--- Excerpted records Enclosed Below ---
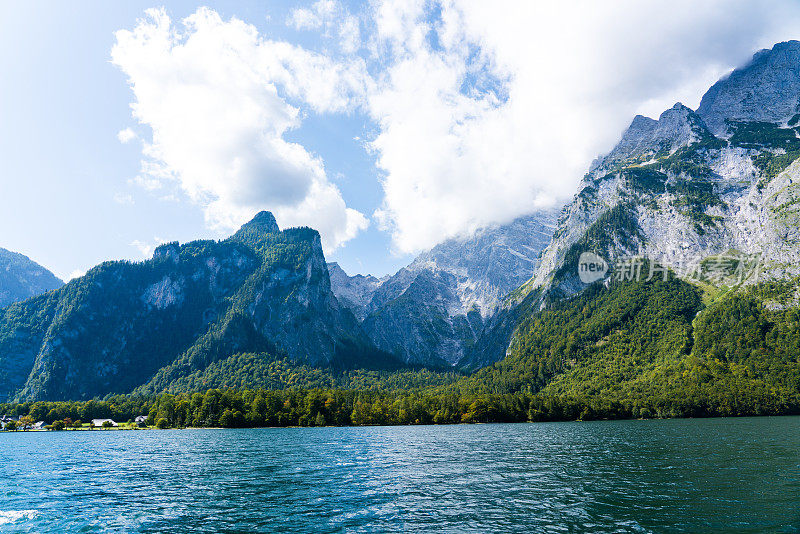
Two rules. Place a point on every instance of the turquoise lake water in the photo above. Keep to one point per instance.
(712, 475)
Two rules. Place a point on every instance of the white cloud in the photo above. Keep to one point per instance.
(219, 99)
(337, 22)
(126, 135)
(486, 110)
(481, 111)
(123, 198)
(145, 248)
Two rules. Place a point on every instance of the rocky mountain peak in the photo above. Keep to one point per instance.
(767, 89)
(21, 278)
(645, 137)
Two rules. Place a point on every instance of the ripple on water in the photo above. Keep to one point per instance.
(627, 476)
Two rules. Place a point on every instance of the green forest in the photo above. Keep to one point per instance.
(642, 349)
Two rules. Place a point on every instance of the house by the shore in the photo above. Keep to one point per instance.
(99, 422)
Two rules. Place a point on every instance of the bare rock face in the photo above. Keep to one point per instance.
(764, 90)
(432, 312)
(682, 189)
(353, 292)
(21, 278)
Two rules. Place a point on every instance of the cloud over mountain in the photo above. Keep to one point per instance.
(219, 99)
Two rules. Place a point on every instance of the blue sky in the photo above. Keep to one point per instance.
(428, 121)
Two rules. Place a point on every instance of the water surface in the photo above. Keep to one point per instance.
(703, 475)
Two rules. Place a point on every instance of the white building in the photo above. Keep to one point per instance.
(99, 422)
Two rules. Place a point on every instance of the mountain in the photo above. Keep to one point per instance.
(142, 326)
(432, 312)
(21, 278)
(690, 191)
(353, 292)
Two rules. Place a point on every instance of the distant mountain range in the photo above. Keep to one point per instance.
(712, 195)
(432, 312)
(146, 325)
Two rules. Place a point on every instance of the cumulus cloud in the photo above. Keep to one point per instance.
(488, 110)
(333, 18)
(219, 99)
(146, 248)
(478, 112)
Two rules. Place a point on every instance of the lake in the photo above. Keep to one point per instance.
(702, 475)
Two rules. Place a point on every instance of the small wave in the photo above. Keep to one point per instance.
(12, 516)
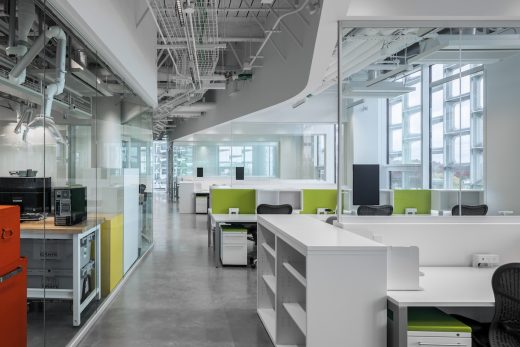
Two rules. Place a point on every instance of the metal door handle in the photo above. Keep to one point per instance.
(439, 344)
(7, 233)
(10, 274)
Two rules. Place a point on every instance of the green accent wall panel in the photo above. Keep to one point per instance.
(420, 199)
(223, 199)
(433, 319)
(317, 198)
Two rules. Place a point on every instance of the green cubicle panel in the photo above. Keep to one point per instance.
(317, 198)
(421, 199)
(224, 199)
(433, 319)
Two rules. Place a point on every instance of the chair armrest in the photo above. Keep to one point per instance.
(511, 326)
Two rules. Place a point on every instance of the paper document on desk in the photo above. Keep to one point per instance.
(403, 268)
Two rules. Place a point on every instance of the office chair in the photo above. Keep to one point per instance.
(470, 210)
(375, 210)
(330, 220)
(252, 235)
(504, 330)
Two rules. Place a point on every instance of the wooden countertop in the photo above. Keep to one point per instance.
(48, 226)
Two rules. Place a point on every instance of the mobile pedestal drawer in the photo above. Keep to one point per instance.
(233, 245)
(432, 327)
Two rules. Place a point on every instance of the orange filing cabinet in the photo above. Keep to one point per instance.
(13, 280)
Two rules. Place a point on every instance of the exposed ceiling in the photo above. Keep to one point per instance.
(207, 45)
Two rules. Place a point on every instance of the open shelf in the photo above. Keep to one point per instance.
--- End of Enclosed Excerpted records ---
_Work task:_ Could you output all of the entries above exactly? Leave the pictures out.

_Solution below:_
Two rules. Place a point on every instance of the turquoise lake water in the photo above. Keep to one point per instance.
(712, 475)
Two rules. Place a point on every instance of the white cloud in the photo above. Keep to one point per instance.
(219, 99)
(337, 22)
(126, 135)
(486, 110)
(481, 111)
(123, 198)
(145, 248)
Two rules. Place a point on every instance of the rocky mountain peak in the photo above. Keep to one point per instance.
(767, 89)
(21, 278)
(645, 137)
Two rules. Place a point on every instance of the ripple on water in the photo above. Keep to one point per instance.
(627, 476)
Two rules. Place a point on every instance of the green forest in the photo above. Keep to one point per instance.
(642, 349)
Two rules. Place a point on every instance of the house by the shore in the photo above. Keep to one point per instance.
(99, 422)
Two rules. Place a point on every instance of the bare rock face in the photo above. Keep to one point per instance.
(764, 90)
(432, 312)
(682, 189)
(353, 292)
(21, 278)
Two rules. Place a point on every instance of the cloud over mountain in the photo above. Keep to one point per instance.
(219, 99)
Two rules. Place a point on every instance of the blue sky in the photo above. Keep to one point per instance.
(428, 121)
Two rules. Place a point on every instance of the water surface in the photo above. Keep to one point per instance.
(703, 475)
Two rules. Place a point on every instance of the white building in the photo above. Keep to one point per instance.
(99, 422)
Two rules. Place a point on every instance of the mountain in the photo above. Keep to one point per instance.
(142, 326)
(432, 312)
(21, 278)
(690, 191)
(353, 292)
Two rules. Place a point on every instance of the distant mountain range in the photo above. Keep to one point per instance.
(712, 195)
(432, 312)
(146, 325)
Two rules. Place a point on every instance of the cumulus cloud in the photo above. Keep to one point per instance.
(488, 110)
(333, 18)
(219, 99)
(146, 248)
(478, 112)
Two rules. Place a point on every instance of the lake in the photo above. Keep to one point per instance.
(702, 475)
Two rules. Place a point on every instance of the small wave in the photo above. Keep to one point per instance.
(12, 516)
Two rules. Place a point on every instance of the metal door handle in the photo above. Keep to one point per instance.
(439, 344)
(7, 233)
(10, 274)
Two rules. Place a point on every instance of the green accent wall panel in the photo above. Keep to one point per instance.
(420, 199)
(223, 199)
(433, 319)
(317, 198)
Two rules. Place a point on every instance of the green cubicle panel in the photo above. Keep to one point per instance.
(317, 198)
(421, 199)
(224, 199)
(433, 319)
Two rules. Place a point on every instance of the chair armrest in the photo above. Keep to one point per instance.
(511, 326)
Two rules. Place a point on every instance of the paper document on desk in the photo above. Keep to one point per instance.
(403, 268)
Two rules. Place a point on every instance of the office chair in the photo above. Keep to one point per instance.
(470, 210)
(375, 210)
(330, 220)
(252, 235)
(504, 330)
Two rules. Place a point on every instance of the wooden countertop in the photo above. Keep to one point per instance.
(48, 226)
Two rules. Place a point on every instance of the mobile pedestal drawer in the photo above. Keep to one point per instance.
(233, 245)
(432, 327)
Two rules. Place a point on every instance of the orange filing cabinet in the photo above. Keep to one point per instance.
(13, 280)
Two rules. Place a point on every instance of the exposed ceiling in the photo above. Keep to one point per instance.
(207, 45)
Two rules. Place a point on every instance of the open shelf in the photo above. Keep to one point per instance.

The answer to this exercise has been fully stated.